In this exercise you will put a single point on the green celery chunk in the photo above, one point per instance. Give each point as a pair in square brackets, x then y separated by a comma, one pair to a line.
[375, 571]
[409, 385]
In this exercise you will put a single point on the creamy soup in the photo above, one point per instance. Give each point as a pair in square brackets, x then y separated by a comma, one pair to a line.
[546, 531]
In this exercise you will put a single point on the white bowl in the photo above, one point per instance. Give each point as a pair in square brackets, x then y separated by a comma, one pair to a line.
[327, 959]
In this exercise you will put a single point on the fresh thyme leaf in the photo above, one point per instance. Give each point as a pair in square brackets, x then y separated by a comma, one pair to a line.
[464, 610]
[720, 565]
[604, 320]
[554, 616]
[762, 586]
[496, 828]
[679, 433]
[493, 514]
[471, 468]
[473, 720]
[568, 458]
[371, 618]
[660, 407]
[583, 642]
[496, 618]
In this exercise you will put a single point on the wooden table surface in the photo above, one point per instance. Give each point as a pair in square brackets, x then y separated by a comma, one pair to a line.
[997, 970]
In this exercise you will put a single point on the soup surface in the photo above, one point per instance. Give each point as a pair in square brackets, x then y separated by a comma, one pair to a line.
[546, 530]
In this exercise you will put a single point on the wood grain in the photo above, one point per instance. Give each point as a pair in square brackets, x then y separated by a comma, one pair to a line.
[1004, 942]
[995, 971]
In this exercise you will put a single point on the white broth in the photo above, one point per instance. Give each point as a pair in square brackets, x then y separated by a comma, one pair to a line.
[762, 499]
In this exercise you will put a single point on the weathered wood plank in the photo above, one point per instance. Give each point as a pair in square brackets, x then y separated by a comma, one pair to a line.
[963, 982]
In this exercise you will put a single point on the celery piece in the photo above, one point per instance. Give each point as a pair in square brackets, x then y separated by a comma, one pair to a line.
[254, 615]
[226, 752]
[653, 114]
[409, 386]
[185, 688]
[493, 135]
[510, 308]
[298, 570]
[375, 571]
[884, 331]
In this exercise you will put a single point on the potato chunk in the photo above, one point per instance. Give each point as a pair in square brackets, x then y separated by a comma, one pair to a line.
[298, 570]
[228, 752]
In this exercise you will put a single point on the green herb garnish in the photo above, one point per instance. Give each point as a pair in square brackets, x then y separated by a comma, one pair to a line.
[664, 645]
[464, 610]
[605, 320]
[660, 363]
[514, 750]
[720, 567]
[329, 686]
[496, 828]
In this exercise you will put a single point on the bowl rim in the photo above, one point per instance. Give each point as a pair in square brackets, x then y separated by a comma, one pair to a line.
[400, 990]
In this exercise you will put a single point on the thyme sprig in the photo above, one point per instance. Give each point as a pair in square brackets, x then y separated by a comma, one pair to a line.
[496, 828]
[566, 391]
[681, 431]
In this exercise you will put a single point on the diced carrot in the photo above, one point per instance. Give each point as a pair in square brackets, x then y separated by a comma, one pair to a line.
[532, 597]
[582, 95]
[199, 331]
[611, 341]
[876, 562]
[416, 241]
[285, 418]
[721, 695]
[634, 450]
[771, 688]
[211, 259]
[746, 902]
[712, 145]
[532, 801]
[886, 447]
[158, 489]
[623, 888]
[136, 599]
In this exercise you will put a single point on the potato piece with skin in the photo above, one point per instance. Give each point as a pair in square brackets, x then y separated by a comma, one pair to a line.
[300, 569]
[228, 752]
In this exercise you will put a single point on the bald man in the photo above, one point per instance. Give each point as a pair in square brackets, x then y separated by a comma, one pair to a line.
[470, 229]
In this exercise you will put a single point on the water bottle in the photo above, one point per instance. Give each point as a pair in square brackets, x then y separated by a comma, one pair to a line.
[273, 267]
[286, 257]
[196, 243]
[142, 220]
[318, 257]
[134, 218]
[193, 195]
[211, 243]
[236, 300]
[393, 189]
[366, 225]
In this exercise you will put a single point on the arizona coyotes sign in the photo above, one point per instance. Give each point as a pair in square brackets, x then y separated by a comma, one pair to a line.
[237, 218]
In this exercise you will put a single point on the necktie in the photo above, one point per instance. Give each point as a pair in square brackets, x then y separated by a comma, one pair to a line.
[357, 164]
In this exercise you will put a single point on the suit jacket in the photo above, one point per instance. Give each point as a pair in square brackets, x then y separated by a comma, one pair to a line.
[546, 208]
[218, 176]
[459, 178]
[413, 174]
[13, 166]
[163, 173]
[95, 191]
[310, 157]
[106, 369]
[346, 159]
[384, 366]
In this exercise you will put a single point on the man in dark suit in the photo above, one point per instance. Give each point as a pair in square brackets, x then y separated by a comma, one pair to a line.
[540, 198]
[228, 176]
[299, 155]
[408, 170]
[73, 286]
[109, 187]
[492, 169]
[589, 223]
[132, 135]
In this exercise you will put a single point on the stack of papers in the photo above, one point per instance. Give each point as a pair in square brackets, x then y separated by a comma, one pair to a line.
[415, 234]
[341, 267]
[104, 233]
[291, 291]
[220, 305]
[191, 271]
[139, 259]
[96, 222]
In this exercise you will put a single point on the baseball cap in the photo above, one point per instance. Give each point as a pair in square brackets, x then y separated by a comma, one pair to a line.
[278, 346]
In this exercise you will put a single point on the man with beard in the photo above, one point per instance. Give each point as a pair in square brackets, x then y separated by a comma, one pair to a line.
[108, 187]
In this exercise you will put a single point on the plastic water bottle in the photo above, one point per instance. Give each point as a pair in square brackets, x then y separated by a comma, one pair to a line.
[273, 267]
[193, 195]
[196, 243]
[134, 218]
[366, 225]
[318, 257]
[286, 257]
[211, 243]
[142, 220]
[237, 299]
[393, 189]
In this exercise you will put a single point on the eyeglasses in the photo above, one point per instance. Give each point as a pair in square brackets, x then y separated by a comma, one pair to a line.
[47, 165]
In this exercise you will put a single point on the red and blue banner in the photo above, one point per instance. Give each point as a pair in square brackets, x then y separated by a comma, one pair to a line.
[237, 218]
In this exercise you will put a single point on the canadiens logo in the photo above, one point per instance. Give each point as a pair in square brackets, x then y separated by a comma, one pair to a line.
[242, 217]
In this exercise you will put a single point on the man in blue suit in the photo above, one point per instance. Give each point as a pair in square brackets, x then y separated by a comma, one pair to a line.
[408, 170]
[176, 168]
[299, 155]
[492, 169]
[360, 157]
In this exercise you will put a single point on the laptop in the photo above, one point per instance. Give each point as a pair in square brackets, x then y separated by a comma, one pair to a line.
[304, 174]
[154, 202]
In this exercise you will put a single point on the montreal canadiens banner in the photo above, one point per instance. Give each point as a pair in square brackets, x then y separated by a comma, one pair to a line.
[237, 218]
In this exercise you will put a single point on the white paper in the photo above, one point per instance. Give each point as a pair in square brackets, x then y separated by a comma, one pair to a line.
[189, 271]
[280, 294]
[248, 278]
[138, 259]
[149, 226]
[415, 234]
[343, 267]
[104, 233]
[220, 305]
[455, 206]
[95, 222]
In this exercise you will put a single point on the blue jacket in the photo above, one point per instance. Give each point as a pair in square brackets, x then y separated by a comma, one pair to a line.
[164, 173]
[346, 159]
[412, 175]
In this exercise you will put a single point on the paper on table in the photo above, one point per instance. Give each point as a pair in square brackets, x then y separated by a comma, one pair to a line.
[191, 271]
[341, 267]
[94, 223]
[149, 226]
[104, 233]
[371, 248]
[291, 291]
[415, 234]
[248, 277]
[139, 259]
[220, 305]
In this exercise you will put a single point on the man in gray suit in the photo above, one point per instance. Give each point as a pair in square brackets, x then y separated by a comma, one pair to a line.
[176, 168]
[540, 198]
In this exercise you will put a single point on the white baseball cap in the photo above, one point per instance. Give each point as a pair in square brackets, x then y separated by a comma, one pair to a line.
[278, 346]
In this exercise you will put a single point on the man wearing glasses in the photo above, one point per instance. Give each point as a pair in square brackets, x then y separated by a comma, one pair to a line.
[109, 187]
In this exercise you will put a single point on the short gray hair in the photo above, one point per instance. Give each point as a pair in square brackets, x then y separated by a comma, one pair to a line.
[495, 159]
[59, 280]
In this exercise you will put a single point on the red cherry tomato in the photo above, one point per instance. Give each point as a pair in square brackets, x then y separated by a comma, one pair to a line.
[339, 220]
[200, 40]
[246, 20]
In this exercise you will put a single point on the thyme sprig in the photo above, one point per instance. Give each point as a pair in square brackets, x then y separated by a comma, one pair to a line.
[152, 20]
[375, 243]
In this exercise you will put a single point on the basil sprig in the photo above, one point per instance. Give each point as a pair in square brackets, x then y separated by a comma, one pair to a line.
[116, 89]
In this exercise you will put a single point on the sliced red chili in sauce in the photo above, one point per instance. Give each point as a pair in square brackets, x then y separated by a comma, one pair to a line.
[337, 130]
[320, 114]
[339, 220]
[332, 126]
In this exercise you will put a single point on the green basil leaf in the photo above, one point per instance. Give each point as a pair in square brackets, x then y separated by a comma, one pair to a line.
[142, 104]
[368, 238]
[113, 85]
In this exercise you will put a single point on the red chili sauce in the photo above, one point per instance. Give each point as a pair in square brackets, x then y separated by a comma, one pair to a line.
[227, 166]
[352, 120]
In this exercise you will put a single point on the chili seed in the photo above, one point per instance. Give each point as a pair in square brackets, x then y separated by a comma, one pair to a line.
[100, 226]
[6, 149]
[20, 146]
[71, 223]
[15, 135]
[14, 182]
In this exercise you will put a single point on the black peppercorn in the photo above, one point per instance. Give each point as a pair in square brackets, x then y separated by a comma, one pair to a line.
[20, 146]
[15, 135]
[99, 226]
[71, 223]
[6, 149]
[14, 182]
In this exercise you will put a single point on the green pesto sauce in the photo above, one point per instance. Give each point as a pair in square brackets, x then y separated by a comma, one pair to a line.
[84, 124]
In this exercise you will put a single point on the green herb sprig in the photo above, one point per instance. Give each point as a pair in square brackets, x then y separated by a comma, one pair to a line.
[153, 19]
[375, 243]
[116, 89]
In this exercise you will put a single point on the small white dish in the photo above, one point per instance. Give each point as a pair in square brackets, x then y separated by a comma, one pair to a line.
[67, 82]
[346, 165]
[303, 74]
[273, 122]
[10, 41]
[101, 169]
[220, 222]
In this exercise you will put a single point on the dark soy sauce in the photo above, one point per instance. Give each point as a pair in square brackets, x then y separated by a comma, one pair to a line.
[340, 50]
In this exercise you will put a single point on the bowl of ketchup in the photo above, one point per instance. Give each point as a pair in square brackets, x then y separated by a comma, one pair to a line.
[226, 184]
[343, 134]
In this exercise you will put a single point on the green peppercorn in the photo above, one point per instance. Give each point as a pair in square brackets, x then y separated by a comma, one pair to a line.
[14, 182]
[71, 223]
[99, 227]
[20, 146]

> What you should do
Find "green herb sprig" in the data above, then repeat that line and all lines after it exactly, ending with the final line.

> Written answer
In this exercise you will put a single point on the green herb sprig in the photo above, one point per instance. Give each point as a pair in square brackets, x then y separated by a comma, one pair to a line.
[153, 19]
[375, 243]
[116, 89]
In this exercise you will put a single point on the small white dish in the photo above, one point per instance. Give each point as a pair in square brackets, x then y separated by a comma, one pair to a line.
[67, 82]
[346, 165]
[303, 74]
[273, 122]
[10, 41]
[101, 169]
[220, 222]
In this exercise you will put a single point on the dark soy sauce in the photo above, one point per instance. Give each point as a pair in square brackets, x then y separated by a comma, one pair to a line.
[340, 50]
In this exercise you will put a single point on the bowl of ketchup in the photo above, one point per instance. Give each point as a pair in square brackets, x then y separated by a comma, one pair to a line.
[226, 184]
[343, 134]
In this exercise you will put a single point on the green peppercorn in the photo above, one point per instance. Give each point as a pair in square brackets, x then y separated by a comma, one pair to a line.
[14, 182]
[71, 223]
[99, 227]
[20, 146]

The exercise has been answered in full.